━━ Extracted text

Beyond the Forest contrasts Loyalton with Chicago. Whenever Rosa goes to–or thinks of–Chicago, the soundtrack plays the melodic song “Chicago, Chicago” (which Judy Garland made popular). The same tune is played when she strokes a woman’s mink coat, a symbol of the city’s glamour. (Max Steiner’s melodramatic score was nominated for an Oscar).

However, neither town nor city is favorably treated by Vidor. Chicago’s skyscrapers loom menacingly in the background, and in one harrowing scene, Rosa is walking in back streets. She has just been asked to leave a bar, where women “without escorts” are not welcomed. Walking in the rain in empty streets, a woman screams at her from the balcony. The film suggests that it is a nightmare to be a lonely woman in the big city. In the city, Rosa’s clothes are dark-colored, contrasted with the brighter colors she wears in town. The only peaceful scenes of nature are outside town. Rosa’s tryst is carried out in an exotic lodge in the woods, surrounded by a beautiful lake. The camera crosscuts between Rosa, making love to Ned, and her husband at work, helping a woman give birth.

Vidor repeatedly cuts from Rosa, burning with unrealized sexual energy, to the blast furnace of the local mill seen from her window. Loyalton’s skies are burning at night with the sawmill’s flames, just like Rosa. Trapped in a sexless marriage, the film acknowledges, though does not approve of, the need for a sexual outlet. Unable to sleep at night, Rosa is restless, smoking in bed. She asks Lewis to pull down the shades, to protect her eyes from the hot glow of sawdust in the air, but also to make her forget the outside world, a constant reminder of an alternative, more desirable, lifestyle. Rosa is obsessive about moving to Chicago, not for the career opportunities there, but for the prospects of being independent and living a glamorous life only the big city can offer. “Excitement, Jenny,” she screams at her housekeeper, “have you never heard of excitement!”

━━━━

:: Tasks to complete ::
(A) Update the passage on Beyond the Forest, starting with "However, neither town" and going on through "woman give birth.", with "lodge" replaced by "cabin".
(B) According to the passage on Beyond the Forest, what song plays on the soundtrack whenever Rosa goes to or thinks of Chicago?
The listing that comes next is separate material and has no connection to the passage on Beyond the Forest.

━━ Data shown

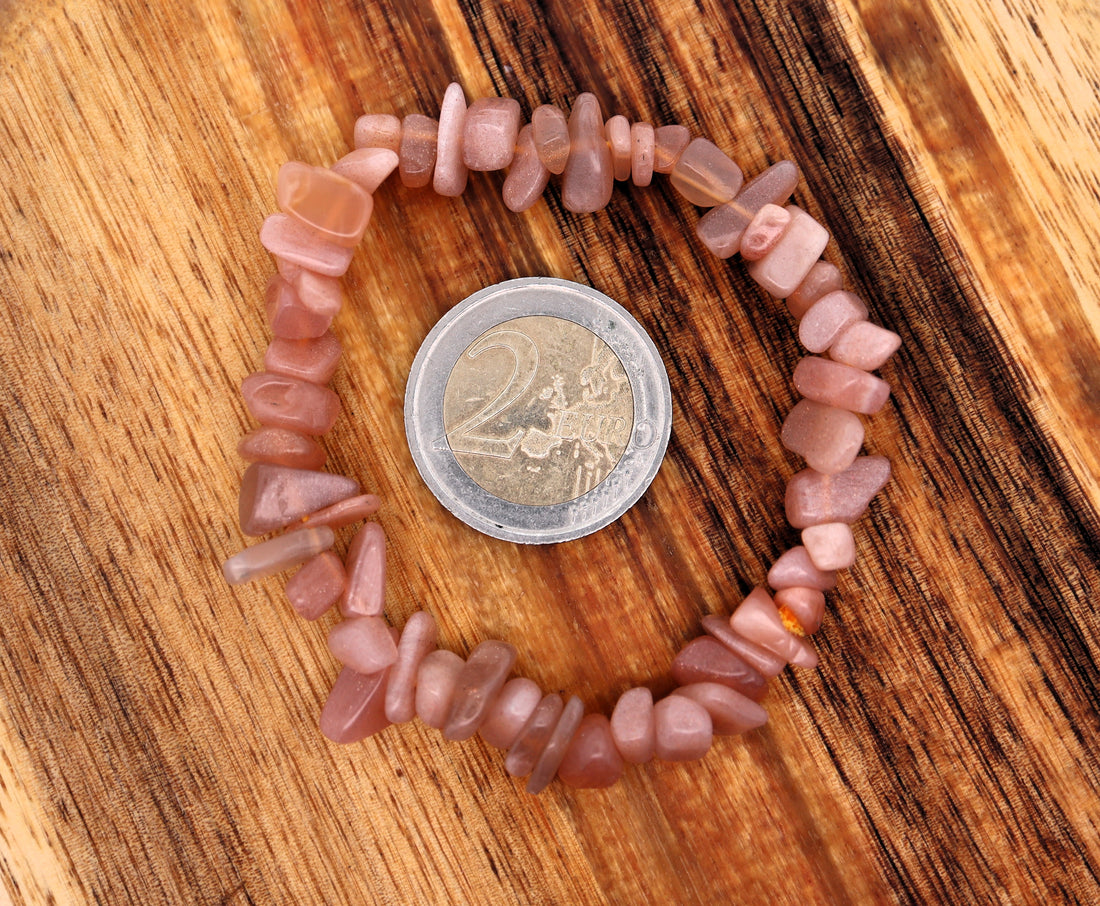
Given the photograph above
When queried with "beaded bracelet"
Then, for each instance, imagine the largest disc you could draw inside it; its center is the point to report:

━━━━

:: Answers for each item ::
(A)
However, neither town nor city is favorably treated by Vidor. Chicago’s skyscrapers loom menacingly in the background, and in one harrowing scene, Rosa is walking in back streets. She has just been asked to leave a bar, where women “without escorts” are not welcomed. Walking in the rain in empty streets, a woman screams at her from the balcony. The film suggests that it is a nightmare to be a lonely woman in the big city. In the city, Rosa’s clothes are dark-colored, contrasted with the brighter colors she wears in town. The only peaceful scenes of nature are outside town. Rosa’s tryst is carried out in an exotic cabin in the woods, surrounded by a beautiful lake. The camera crosscuts between Rosa, making love to Ned, and her husband at work, helping a woman give birth.

(B) "Chicago, Chicago"